▶ **Text shown**

## begin

Hi,
I'm new here and I saw that someone suggested to write a tutorial about bacth jobs. I'm studying Promotheus and I've some questions about that topic.
I have some batch jobs written with Powershell (the language doesn't matter here as pushgateway has a built-in HTTP API that I can use with Invoke-WebRequest). Of course, I don't want to feed Promotheus with the log events but with some metrics, such as:
1. date/time of last execution and outcome.
2. duration of execution
3. In some cases, number of records (e.g. one of my batch jobs updates the list of users and it is interresting to get the opportunity to know the actual numbers of users and to perform some correlations with that metric).
Let's take an example of a batch job which role is to "update_users". This job is used withe two ALM systems that we will call "QC" and "PC" (the same code is used, but with two targets).
I'm a bit confused with the definitions of the documentation, mainly because English is not my language.
The job is "update_users", but can I use any string for the instance name? I mean something else than an IP address and here use "QC" and "PC" instead of the server name?
Now comes the problem of the metric types:
1. Is The outcome a counter or a gauge? If it is a counter I will need two counters. One for the number of successful executions, and another one for the number of failed executions. If it is a gauge it can have two values 0 or 1 for OK and KO ?
2. The duration of execution should be a gauge with a timestamp.
3. The number of records should be a gauge with a timestamp.
If I'm correct, the message that I should push would have this content:
# HELP job_update_users_outcome Outcome of the bacth job
# TYPE job_update_users_outcome counter
job_update_users_outcome{label="OK"} 1 1398355504000
# Another example with an unfortunate outcome
job_update_users_outcome{label="KO"} 1 1398355504000
# HELP job_update_users_duration duration of the script execution in seconds.
# TYPE job_update_users_duration gauge
job_update_users_duration 2398.28 1398355504000
# HELP job_update_users_records number of records.
# TYPE job_update_users_records gauge
job_update_users_duration 3000 1398355504000
EOF
Will I get meaningful graphs In grafana with this approach that will give me the 3 metrics I've explained in the beginning of the question ?
Benjamin

## end

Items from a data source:
## begin

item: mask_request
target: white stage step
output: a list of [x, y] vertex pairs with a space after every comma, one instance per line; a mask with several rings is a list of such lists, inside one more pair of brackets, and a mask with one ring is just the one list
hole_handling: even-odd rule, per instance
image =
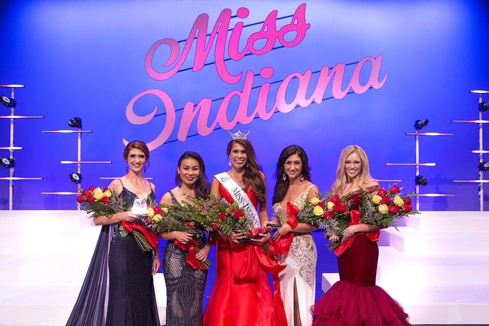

## end

▶ **To do**
(a) From the forum post, reproduce the part that opens with the words containing "Let's take an" and closes with "the server name?", renaming "QC" to "QA" throughout.
(b) Answer these questions from the forum post:
(i) In what language are the batch jobs written?
(ii) What names are given to the two ALM systems the job is used with?
(iii) In what unit is the duration metric measured, according to its HELP line?
(c) Decide whether each statement agrees with the forum post:
(i) The poster says English is their native language.
(ii) The duration metric is declared as a gauge.
(iii) The poster wants to send log events to Prometheus.

▶ **Responses**
(a)
Let's take an example of a batch job which role is to "update_users". This job is used withe two ALM systems that we will call "QA" and "PC" (the same code is used, but with two targets).
I'm a bit confused with the definitions of the documentation, mainly because English is not my language.
The job is "update_users", but can I use any string for the instance name? I mean something else than an IP address and here use "QA" and "PC" instead of the server name?

(b)
(i) Powershell.
(ii) "QC" and "PC".
(iii) Seconds.

(c)
(i) No: "English is not my language."
(ii) Yes: "# TYPE job_update_users_duration gauge"
(iii) No: "I don't want to feed Promotheus with the log events but with some metrics"